### PROBLEM DESCRIPTION
Filter the material below so that only lines containing "worker" remain.

Top of SOURCE INFORMATION

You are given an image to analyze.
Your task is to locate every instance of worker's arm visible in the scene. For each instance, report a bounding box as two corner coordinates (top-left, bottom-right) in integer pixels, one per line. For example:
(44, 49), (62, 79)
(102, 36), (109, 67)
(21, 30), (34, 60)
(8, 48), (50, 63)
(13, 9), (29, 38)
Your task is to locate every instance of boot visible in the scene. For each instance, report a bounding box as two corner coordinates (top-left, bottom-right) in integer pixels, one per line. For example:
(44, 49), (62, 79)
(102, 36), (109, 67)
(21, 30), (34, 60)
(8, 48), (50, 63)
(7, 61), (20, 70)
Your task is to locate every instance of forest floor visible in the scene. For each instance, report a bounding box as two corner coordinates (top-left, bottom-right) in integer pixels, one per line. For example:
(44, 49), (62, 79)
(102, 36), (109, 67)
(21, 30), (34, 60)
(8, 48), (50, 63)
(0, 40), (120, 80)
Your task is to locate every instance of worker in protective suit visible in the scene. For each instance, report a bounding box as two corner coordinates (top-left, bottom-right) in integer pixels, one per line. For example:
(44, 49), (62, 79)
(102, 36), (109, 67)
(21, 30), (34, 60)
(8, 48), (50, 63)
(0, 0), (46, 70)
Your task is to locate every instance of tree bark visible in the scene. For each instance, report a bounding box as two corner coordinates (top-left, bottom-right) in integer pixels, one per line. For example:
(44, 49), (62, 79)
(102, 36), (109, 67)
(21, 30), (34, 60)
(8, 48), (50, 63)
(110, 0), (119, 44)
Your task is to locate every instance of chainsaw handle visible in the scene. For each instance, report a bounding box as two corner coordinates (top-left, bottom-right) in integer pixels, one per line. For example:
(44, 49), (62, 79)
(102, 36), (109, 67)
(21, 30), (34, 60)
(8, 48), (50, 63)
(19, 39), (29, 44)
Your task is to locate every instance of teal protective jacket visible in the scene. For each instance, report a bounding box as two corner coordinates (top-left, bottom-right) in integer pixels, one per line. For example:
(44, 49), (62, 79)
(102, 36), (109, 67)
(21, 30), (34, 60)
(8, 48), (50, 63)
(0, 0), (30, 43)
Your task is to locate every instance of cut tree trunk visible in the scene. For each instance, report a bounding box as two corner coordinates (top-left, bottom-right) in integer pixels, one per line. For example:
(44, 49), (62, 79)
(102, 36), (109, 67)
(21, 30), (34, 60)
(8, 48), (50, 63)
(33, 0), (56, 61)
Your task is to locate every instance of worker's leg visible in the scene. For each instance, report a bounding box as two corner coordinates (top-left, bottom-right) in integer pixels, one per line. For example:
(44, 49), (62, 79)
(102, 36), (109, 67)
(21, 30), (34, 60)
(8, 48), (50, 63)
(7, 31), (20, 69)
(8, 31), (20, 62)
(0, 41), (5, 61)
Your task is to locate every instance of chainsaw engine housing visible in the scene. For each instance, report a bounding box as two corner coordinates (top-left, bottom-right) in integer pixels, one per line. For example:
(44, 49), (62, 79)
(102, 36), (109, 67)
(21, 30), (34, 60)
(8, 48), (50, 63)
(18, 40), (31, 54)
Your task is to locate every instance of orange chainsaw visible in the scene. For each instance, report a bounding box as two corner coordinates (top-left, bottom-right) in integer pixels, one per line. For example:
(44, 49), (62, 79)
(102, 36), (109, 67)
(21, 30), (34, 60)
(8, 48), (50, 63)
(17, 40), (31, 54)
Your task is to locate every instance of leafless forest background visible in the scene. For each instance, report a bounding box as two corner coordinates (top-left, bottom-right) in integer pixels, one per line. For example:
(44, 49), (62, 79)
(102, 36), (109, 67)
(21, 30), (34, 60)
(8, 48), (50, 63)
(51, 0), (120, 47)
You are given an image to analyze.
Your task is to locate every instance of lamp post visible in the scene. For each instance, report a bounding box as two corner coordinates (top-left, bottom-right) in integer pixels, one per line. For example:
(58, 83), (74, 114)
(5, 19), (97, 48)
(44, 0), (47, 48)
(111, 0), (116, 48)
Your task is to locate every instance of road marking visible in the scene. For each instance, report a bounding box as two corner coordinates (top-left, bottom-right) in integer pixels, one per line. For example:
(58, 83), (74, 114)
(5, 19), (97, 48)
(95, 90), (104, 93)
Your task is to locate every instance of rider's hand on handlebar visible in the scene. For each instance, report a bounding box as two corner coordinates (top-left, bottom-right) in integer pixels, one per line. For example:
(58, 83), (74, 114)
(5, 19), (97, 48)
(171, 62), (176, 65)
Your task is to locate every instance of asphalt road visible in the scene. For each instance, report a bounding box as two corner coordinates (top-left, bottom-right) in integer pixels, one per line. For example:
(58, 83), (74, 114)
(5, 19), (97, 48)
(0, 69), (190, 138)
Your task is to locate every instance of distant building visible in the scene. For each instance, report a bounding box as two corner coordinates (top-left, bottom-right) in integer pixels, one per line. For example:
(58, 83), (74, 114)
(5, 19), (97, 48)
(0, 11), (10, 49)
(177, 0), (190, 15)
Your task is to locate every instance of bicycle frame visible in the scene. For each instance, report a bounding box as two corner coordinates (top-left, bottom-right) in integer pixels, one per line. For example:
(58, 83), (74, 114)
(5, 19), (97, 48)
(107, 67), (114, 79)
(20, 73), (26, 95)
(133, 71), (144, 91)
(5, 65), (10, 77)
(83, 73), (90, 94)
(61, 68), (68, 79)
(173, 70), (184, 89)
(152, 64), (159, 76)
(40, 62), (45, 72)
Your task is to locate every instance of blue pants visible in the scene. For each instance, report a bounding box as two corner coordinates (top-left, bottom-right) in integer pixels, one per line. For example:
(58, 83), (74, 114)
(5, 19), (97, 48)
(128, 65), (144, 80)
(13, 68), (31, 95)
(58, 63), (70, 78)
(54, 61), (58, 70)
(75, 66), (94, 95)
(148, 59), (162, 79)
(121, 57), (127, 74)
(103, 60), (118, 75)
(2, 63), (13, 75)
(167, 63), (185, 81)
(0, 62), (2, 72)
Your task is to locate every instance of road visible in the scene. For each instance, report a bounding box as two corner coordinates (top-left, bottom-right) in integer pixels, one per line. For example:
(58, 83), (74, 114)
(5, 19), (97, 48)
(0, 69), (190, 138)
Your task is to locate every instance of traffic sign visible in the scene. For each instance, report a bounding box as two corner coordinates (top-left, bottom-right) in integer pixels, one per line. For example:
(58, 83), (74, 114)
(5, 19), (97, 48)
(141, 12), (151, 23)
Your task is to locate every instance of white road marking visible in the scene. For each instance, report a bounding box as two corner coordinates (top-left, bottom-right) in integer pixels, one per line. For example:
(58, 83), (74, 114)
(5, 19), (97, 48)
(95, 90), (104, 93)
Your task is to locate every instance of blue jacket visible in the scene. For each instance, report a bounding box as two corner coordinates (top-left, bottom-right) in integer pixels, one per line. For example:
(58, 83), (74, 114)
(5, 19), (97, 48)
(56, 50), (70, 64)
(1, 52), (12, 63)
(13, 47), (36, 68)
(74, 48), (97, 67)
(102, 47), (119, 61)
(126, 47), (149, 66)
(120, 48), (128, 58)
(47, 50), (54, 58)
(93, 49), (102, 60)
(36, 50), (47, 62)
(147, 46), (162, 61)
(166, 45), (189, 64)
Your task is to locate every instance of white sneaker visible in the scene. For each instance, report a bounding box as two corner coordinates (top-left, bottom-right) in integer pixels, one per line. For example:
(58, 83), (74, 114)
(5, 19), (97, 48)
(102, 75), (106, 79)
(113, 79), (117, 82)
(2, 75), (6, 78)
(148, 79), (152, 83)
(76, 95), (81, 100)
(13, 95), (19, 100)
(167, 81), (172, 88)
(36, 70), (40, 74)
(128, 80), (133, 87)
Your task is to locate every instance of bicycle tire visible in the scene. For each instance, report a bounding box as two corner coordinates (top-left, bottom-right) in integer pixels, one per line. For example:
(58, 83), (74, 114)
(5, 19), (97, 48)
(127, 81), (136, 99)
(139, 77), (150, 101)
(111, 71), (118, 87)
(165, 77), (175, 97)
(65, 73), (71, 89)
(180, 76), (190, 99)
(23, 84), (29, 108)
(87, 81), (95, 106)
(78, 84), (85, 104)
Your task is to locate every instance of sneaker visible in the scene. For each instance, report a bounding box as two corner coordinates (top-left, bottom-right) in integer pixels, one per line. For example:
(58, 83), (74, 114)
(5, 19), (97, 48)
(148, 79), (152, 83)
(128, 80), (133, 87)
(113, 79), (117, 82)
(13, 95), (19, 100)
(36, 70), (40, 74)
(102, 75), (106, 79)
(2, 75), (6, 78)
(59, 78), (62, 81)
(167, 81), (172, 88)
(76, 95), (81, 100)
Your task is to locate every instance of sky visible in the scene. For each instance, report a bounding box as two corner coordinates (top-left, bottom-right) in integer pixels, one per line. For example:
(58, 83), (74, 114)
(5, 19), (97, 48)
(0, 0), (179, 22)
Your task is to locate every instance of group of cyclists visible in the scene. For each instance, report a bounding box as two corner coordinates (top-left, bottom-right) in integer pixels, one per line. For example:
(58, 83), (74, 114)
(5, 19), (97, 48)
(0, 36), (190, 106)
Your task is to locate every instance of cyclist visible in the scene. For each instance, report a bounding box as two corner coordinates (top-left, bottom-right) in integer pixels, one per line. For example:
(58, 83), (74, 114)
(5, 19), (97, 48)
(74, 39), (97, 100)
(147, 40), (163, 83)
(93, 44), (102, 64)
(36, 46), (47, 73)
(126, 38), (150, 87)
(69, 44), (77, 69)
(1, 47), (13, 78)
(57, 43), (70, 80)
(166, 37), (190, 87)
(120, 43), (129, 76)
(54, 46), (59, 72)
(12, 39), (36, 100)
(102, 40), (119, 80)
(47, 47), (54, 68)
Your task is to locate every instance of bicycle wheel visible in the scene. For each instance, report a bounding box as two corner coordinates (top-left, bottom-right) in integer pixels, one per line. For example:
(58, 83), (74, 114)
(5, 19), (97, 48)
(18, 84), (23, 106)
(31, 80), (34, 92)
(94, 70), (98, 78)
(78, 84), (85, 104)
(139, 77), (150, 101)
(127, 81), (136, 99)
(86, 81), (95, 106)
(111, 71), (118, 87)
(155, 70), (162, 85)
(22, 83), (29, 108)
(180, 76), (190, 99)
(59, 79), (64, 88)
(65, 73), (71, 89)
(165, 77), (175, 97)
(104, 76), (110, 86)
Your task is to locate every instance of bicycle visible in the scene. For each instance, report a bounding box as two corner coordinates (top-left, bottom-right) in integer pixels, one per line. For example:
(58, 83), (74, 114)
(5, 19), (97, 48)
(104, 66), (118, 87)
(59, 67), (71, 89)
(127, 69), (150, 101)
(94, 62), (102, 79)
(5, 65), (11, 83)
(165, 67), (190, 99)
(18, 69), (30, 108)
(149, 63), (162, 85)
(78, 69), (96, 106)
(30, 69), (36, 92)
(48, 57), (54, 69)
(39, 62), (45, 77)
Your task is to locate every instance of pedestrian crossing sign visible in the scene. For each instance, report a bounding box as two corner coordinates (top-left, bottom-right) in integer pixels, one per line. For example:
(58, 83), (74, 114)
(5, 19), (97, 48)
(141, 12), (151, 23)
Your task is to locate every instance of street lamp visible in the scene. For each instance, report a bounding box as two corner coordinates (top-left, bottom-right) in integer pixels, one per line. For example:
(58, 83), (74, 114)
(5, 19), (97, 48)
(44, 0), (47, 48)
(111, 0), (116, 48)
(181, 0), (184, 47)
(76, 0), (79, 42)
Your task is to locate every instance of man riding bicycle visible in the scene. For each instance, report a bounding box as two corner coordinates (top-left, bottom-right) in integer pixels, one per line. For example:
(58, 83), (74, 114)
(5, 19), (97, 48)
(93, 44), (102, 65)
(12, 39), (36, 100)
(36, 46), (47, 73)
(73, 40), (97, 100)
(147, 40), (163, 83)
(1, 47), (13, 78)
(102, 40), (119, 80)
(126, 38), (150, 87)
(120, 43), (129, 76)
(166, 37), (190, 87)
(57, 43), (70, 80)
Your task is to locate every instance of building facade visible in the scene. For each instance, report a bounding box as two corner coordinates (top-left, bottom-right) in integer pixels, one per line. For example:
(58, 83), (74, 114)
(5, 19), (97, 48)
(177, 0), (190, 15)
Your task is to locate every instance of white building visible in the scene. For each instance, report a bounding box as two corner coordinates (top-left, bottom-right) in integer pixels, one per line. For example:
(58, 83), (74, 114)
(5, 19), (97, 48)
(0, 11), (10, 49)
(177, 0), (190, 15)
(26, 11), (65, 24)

Bottom of SOURCE INFORMATION

### WRITTEN ANSWER
Your task is to locate every instance of worker's arm visible in the scene. For each instance, report a bounding box as two corner coordinates (top-left, bottom-right) in integer pixels, one per line. For example:
Your task is to locate every instance of worker in protective suit visible in the scene. For each instance, report a bounding box as two corner coordinates (top-left, bottom-right) in integer pixels, one per line. For example:
Your task is to locate every instance of worker's leg visible in the scene. For each instance, report a bounding box as two corner coordinates (top-left, bottom-right) in integer pixels, one per line. For example:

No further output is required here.